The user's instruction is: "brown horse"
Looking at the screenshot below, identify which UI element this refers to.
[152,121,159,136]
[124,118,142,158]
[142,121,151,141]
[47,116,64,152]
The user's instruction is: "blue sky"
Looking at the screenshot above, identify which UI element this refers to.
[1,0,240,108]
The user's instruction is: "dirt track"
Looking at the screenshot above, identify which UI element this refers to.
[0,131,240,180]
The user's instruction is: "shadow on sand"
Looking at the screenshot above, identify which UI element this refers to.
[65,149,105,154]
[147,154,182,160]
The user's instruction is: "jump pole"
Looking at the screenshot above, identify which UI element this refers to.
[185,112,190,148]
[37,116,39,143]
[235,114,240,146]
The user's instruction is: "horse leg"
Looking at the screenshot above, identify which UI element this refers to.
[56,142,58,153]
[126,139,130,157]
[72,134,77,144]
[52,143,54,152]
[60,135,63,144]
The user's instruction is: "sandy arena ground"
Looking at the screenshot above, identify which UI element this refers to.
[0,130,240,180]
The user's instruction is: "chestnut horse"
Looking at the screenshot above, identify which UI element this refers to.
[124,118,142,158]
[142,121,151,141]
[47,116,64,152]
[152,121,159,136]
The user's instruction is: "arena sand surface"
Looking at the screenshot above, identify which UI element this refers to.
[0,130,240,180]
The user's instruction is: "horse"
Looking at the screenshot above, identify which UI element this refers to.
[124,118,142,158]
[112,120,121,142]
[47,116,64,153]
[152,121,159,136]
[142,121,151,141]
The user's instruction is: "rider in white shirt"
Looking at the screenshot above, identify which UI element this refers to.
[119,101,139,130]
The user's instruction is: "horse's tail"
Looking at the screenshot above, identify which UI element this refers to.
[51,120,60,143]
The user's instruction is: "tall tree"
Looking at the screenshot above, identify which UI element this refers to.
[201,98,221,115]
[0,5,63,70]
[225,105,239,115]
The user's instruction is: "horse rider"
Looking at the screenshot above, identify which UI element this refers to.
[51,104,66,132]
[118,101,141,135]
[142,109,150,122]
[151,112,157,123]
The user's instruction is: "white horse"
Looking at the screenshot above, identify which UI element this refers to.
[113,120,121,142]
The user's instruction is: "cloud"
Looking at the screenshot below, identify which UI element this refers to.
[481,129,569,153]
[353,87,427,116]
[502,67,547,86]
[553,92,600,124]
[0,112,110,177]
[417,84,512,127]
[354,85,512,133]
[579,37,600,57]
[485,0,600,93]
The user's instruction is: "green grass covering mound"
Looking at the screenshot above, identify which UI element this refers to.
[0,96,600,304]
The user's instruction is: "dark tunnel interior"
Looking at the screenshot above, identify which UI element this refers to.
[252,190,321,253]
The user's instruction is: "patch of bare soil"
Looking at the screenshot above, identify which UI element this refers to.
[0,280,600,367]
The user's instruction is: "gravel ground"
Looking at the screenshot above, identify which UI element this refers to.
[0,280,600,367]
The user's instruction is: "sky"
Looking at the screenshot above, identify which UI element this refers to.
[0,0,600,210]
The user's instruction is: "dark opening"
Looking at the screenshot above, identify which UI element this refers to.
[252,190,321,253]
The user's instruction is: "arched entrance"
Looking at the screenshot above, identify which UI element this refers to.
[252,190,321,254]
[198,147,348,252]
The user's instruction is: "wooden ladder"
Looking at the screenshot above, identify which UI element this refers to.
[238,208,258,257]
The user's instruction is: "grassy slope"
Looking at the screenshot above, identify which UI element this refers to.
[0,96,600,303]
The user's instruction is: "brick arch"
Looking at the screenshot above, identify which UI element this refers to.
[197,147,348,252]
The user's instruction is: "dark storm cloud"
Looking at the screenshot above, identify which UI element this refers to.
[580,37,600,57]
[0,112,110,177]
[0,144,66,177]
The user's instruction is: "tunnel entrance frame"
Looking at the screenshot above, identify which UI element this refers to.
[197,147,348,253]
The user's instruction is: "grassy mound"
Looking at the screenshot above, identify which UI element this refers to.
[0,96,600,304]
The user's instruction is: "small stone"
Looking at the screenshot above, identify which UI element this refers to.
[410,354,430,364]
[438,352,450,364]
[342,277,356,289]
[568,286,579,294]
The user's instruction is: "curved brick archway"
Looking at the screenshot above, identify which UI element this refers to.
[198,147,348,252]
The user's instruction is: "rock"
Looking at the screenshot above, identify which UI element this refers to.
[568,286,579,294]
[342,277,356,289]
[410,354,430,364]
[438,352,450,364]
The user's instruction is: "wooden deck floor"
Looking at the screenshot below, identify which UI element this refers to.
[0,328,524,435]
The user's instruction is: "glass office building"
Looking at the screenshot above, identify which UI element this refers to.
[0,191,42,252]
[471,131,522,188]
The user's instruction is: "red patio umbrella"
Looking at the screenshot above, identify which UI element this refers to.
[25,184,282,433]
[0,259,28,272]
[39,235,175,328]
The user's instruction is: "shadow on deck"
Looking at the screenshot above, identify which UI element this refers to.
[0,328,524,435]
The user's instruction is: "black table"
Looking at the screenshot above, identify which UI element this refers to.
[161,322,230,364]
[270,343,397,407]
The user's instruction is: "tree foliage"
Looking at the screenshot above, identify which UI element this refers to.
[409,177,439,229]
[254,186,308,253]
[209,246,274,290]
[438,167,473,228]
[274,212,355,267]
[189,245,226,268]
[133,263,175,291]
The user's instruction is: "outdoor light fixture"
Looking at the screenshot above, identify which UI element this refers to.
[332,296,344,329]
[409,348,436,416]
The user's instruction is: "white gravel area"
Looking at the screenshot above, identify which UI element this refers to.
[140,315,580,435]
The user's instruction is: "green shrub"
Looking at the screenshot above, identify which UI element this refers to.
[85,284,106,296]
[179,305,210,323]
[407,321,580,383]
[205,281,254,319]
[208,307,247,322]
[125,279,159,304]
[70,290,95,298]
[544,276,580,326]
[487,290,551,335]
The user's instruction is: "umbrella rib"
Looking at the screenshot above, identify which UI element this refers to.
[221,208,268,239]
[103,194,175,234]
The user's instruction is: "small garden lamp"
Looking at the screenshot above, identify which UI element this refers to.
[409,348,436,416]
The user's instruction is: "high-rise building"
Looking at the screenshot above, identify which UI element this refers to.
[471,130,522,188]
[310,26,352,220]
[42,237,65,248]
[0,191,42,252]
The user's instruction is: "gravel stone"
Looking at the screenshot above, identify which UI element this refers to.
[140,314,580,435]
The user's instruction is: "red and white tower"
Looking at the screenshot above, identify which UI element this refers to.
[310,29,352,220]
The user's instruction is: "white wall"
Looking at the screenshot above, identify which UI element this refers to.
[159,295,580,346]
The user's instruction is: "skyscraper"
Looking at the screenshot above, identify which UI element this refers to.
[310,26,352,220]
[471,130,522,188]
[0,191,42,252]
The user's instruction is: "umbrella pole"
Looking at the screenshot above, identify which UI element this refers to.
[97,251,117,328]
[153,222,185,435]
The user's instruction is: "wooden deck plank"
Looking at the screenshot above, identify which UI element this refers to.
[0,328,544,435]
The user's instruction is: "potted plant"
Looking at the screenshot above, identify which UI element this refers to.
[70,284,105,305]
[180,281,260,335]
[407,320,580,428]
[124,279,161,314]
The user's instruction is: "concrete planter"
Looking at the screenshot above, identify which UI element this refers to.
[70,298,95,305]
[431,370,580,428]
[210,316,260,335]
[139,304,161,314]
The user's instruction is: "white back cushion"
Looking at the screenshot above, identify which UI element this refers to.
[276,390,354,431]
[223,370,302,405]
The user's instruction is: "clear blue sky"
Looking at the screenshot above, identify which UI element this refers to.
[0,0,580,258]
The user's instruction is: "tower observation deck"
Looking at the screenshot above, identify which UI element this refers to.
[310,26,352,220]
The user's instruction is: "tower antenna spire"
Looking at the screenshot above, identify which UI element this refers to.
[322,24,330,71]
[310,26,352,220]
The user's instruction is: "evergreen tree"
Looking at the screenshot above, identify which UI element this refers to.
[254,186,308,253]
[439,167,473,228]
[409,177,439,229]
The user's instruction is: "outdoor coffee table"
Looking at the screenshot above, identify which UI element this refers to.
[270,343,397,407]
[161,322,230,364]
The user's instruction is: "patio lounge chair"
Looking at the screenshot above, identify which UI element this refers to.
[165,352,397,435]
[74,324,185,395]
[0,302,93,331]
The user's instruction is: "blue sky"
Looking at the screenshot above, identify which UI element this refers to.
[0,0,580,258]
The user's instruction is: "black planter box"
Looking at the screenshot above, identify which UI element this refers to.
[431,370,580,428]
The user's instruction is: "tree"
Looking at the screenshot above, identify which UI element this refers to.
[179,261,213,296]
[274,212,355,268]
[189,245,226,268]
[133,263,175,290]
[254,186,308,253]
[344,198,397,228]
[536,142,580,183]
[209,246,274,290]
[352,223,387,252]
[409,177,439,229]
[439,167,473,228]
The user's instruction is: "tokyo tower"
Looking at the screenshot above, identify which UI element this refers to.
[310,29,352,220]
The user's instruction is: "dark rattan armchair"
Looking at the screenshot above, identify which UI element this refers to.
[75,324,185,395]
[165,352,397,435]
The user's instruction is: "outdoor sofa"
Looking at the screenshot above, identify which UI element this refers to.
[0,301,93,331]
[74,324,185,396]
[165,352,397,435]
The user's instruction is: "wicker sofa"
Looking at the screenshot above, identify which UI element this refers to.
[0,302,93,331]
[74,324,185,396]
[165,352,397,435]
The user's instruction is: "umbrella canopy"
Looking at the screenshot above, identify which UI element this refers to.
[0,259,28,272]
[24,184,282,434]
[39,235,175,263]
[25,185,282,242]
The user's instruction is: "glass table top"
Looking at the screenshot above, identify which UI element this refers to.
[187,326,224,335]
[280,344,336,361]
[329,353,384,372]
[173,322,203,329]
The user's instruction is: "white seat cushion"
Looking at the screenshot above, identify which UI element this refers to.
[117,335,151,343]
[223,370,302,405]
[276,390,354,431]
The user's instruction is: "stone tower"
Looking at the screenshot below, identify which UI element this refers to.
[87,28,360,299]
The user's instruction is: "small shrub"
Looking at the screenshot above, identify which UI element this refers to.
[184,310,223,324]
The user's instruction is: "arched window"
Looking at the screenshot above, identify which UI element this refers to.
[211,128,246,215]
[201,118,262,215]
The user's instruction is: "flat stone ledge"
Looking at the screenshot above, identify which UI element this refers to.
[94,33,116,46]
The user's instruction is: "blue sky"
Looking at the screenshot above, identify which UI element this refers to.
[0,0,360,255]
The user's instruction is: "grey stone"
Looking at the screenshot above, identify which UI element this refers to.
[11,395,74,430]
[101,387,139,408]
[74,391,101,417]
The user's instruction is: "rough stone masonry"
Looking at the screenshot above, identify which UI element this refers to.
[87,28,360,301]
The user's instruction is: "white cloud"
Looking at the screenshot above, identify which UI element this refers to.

+ + + + + + +

→ BRIEF: Begin at the first line of the items and stop after the line that contains "[235,114,240,146]". Format those lines as a numbered list, leaving out any blank lines.

→ FINISHED ANSWER:
1. The user's instruction is: "brown horse"
2. Looking at the screenshot below, identify which UI element this refers to.
3. [152,121,159,136]
4. [124,118,142,158]
5. [142,121,151,141]
6. [47,116,64,152]
7. The user's instruction is: "blue sky"
8. Looking at the screenshot above, identify which UI element this refers to.
9. [1,0,240,108]
10. The user's instruction is: "dirt track"
11. Looking at the screenshot above, identify which UI element this refers to.
12. [0,131,240,180]
13. The user's instruction is: "shadow on sand"
14. Looking at the screenshot above, identify which UI element this refers to.
15. [65,149,105,154]
16. [147,154,182,160]
17. The user's instruction is: "jump pole"
18. Looking at the screenshot above, identify which UI element this refers to.
19. [185,112,190,148]
20. [37,116,39,143]
21. [235,114,240,146]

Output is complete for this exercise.